SUPPLIED PASSAGE —
Turkcell, the first and the only Turkish company to be listed on the NYSE, now provides a large variety of mobile services, produces its own mobile telephone and delivers fixed fibre internet to half a million customers despite the global economic crisis and legal challenges in a highly competitive market.
Ciliv’s efforts not only keep Turkcell as the market leader in the Turkish mobile market but also makes Turkcell a leading communications company in Kazakhstan, Azerbaijan, Ukraine, Belarus, Georgia, Germany, Northern Cyprus and Moldova. The Turkcell group has reached to 70 million customers during Ciliv’s leadership. 
Sifiso Dabengwa
Zimbabwean-born Sifiso Dabengwa has been CEO of South African-based operator MTN since 2011, having previously been COO. He has been with the company since 1999 and ran its Nigerian operation in 2004-06. MTN is a wide-ranging company, with operations across Africa and in the Middle East — including, controversially, Iran. He has an engineering background, having worked as a consulting electrical engineer in the building services industry and in the mining and railway sectors before joining South Africa’s state electricity company Eskom as executive director responsible for sales, customer service, electrification and distribution technology.

TASKS FOR THIS EXERCISE —
**a)** Answer these questions about the telecom passage:
(i) How many customers does Turkcell deliver fixed fibre internet to?
(ii) Since what year has Sifiso Dabengwa been CEO of MTN?
(iii) What state electricity company did Dabengwa join?
**b)** In the telecom passage, which part opens with the words containing "Turkcell, the first" and closes with "highly competitive market."? Copy it word for word.
You won't need the lines at all.

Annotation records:

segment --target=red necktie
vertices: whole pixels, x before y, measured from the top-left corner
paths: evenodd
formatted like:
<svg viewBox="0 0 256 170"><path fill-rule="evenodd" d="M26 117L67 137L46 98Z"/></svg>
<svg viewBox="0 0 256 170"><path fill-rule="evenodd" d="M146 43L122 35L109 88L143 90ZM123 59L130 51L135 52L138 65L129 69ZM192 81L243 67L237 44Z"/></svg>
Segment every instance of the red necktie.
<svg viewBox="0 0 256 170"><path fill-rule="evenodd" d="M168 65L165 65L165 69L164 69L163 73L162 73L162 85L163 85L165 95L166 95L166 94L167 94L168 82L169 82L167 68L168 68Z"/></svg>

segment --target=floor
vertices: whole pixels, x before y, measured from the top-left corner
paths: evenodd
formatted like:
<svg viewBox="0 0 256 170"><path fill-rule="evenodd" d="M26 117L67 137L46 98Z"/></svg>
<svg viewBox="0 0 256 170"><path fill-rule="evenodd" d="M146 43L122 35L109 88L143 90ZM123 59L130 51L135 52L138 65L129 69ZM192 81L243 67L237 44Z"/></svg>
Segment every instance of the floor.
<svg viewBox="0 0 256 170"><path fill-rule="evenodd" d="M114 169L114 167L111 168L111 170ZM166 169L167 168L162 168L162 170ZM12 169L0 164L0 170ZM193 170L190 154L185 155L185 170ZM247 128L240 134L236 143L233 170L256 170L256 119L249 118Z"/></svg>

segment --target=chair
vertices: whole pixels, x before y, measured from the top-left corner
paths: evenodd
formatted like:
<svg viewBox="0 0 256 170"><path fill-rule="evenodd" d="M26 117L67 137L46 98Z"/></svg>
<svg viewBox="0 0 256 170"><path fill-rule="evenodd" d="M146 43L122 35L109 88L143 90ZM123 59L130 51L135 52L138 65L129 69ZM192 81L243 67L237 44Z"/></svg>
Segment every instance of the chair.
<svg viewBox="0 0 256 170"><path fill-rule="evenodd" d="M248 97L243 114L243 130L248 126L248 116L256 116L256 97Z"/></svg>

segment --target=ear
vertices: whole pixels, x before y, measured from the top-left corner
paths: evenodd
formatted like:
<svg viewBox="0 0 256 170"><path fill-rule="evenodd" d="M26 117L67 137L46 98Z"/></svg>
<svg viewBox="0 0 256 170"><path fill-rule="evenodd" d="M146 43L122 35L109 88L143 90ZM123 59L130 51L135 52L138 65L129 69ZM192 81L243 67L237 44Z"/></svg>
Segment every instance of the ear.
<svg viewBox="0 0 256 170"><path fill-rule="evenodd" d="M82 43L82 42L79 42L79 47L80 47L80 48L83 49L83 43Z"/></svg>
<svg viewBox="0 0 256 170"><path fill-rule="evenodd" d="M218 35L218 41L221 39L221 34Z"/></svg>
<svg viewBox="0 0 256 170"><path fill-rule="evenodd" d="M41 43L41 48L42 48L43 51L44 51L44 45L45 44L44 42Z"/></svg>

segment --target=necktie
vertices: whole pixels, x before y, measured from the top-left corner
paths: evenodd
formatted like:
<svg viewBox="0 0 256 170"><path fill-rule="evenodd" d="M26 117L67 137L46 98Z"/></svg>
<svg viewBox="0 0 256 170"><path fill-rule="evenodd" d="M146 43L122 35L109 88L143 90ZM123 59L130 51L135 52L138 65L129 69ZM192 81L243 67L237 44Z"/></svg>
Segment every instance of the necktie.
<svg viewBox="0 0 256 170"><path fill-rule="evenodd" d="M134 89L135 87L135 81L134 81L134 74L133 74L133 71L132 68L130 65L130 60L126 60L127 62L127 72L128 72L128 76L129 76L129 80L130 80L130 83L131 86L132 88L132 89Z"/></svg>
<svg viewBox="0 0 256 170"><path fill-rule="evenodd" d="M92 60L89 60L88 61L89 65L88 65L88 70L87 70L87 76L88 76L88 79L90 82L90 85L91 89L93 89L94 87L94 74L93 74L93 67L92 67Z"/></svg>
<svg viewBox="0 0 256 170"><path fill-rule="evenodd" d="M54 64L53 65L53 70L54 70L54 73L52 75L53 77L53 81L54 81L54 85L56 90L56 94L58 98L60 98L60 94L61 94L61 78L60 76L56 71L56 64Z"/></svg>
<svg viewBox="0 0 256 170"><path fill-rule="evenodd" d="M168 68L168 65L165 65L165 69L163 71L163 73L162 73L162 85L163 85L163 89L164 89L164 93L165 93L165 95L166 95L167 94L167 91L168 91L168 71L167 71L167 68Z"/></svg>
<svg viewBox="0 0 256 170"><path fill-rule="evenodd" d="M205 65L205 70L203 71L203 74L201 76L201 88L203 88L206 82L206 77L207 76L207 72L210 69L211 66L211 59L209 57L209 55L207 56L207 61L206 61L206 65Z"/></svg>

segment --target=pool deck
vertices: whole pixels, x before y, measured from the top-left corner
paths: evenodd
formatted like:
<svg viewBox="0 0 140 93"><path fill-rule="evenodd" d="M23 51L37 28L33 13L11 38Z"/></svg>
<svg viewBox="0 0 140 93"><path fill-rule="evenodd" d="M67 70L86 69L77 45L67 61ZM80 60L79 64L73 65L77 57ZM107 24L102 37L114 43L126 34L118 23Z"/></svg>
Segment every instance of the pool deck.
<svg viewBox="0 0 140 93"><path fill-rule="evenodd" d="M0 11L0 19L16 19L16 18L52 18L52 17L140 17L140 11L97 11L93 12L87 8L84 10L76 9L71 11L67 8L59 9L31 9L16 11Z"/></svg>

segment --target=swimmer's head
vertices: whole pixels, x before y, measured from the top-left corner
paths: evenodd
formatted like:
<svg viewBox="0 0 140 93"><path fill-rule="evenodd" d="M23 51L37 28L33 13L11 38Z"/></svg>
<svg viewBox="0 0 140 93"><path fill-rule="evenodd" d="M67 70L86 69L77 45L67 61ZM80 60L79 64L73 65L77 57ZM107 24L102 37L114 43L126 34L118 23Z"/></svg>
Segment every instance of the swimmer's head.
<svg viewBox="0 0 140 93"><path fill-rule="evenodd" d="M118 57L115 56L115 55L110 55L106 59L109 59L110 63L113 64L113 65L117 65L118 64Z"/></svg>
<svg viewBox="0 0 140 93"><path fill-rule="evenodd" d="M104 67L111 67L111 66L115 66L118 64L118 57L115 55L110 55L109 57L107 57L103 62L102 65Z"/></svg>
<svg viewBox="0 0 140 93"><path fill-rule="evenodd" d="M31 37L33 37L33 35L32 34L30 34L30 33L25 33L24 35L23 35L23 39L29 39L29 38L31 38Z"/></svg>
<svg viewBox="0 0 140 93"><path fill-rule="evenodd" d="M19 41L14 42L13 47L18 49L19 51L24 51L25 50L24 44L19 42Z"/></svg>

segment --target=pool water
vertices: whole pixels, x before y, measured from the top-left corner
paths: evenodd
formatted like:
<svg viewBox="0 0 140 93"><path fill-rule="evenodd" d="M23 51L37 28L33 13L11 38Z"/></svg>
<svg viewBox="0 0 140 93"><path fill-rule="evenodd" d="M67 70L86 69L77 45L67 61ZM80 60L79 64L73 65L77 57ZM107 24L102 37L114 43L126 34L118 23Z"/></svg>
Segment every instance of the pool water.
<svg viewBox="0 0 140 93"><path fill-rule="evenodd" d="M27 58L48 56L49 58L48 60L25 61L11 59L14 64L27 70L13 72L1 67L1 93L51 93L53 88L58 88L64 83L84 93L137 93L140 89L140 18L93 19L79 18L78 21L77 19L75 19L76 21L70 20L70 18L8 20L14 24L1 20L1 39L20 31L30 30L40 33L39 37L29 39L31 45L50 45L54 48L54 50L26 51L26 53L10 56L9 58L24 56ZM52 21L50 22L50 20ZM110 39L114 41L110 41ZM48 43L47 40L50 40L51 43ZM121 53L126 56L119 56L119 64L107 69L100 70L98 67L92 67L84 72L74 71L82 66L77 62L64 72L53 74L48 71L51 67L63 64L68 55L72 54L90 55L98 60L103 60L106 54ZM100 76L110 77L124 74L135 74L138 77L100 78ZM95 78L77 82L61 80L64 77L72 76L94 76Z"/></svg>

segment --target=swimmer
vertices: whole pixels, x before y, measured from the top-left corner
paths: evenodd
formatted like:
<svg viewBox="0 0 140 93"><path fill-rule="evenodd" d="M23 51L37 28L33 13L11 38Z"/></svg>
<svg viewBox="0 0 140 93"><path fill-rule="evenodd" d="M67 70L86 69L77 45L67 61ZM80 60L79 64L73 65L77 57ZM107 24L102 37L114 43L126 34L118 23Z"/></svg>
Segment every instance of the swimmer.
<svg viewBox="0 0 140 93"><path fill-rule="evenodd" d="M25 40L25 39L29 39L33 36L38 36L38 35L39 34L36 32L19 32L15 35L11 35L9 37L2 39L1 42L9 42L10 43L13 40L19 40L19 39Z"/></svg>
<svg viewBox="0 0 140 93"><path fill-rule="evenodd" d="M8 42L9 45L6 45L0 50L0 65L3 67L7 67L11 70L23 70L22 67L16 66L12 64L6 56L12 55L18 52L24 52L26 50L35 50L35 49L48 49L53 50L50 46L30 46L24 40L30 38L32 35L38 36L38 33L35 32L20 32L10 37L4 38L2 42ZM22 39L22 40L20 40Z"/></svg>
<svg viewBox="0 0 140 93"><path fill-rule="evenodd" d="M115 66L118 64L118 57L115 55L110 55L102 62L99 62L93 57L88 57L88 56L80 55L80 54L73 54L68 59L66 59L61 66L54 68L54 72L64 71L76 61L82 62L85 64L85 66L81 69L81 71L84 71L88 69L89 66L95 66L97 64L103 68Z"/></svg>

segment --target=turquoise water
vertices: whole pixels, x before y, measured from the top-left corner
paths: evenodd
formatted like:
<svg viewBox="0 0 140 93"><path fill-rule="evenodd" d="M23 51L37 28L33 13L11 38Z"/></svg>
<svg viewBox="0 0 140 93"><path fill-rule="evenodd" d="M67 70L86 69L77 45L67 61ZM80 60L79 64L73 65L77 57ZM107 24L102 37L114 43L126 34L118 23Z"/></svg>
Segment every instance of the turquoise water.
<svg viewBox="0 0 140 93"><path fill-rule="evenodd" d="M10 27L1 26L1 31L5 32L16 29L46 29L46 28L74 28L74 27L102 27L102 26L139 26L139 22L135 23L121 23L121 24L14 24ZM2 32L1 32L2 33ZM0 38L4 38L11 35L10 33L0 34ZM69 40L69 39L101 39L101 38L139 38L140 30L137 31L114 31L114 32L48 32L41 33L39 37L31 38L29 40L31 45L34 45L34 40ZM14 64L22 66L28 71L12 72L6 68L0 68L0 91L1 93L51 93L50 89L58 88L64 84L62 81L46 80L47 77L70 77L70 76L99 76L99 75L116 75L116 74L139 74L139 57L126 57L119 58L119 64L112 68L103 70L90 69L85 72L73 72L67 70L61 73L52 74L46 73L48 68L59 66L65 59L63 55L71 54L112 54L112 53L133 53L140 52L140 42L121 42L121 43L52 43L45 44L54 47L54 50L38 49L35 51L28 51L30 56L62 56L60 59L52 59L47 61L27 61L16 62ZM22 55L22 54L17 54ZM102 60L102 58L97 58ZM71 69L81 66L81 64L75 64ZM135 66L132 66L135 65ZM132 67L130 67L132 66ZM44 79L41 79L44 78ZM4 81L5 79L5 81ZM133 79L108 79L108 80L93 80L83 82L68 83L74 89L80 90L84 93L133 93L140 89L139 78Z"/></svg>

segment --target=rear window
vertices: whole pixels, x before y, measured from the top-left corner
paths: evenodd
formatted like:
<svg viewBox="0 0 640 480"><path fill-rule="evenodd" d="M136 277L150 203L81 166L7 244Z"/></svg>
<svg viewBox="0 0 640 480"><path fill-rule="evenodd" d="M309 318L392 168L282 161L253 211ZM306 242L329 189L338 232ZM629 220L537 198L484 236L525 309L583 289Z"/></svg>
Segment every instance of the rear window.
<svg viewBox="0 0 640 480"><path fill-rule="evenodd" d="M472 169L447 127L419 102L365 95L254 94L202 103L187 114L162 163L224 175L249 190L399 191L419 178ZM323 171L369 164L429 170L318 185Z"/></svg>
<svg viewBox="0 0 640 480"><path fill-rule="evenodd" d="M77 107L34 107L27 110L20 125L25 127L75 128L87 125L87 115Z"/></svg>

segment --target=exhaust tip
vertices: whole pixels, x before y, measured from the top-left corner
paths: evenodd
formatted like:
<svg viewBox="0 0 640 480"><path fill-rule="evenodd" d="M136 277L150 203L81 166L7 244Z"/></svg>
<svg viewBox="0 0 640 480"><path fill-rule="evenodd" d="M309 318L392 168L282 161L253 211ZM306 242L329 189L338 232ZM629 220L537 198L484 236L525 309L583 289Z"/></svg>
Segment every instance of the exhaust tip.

RESULTS IN ORDER —
**a)**
(i) Half a million
(ii) 2011
(iii) Eskom

**b)**
Turkcell, the first and the only Turkish company to be listed on the NYSE, now provides a large variety of mobile services, produces its own mobile telephone and delivers fixed fibre internet to half a million customers despite the global economic crisis and legal challenges in a highly competitive market.